What this task involves:
Please reproduce the entries below word for word, starting with the line that contains "Where can you see the ceramic" and continuing through the line that contains "<point>16,5</point>", both lines included. Leave the pictures out of your answer.

Listed records:
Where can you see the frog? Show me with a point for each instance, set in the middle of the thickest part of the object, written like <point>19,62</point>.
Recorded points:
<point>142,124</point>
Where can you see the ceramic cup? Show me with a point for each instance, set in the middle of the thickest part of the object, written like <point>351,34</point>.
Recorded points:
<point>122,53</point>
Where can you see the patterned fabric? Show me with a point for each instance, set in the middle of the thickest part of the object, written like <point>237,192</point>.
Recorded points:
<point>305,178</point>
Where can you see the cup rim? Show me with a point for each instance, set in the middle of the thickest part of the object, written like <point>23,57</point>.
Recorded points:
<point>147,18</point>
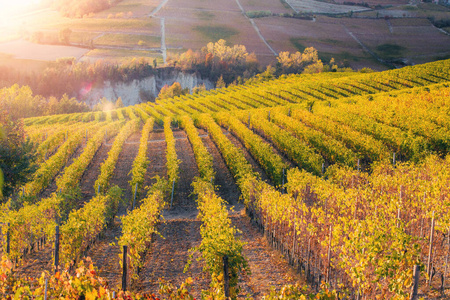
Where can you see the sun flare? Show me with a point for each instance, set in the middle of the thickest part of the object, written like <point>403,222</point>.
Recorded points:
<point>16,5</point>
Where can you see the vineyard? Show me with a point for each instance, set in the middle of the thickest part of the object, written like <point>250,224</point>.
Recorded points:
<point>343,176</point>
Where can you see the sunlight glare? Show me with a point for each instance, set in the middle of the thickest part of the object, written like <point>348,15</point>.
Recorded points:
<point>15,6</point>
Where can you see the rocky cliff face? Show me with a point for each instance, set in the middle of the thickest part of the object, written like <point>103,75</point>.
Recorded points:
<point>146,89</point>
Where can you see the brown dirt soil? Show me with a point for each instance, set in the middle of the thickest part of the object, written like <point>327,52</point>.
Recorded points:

Answer:
Where can you see the ceramic cup? Show me with a point for each instance, set in the middle of the thickest part of the object, written like <point>351,34</point>.
Recorded points:
<point>122,53</point>
Where can you see the patterned fabric? Show me with a point for each instance, set in the middle of the thickest part of the object, written like <point>237,192</point>.
Recorded points:
<point>305,178</point>
Where can you see the cup rim? Show me with a point for each instance, set in the middle of the thickest part of the object, written like <point>23,57</point>.
Recorded points:
<point>147,18</point>
Where can you see the sun flare? Show me with a point for each instance, set in the middle of the thickest part of the object, written like <point>403,222</point>.
Recorded points:
<point>16,5</point>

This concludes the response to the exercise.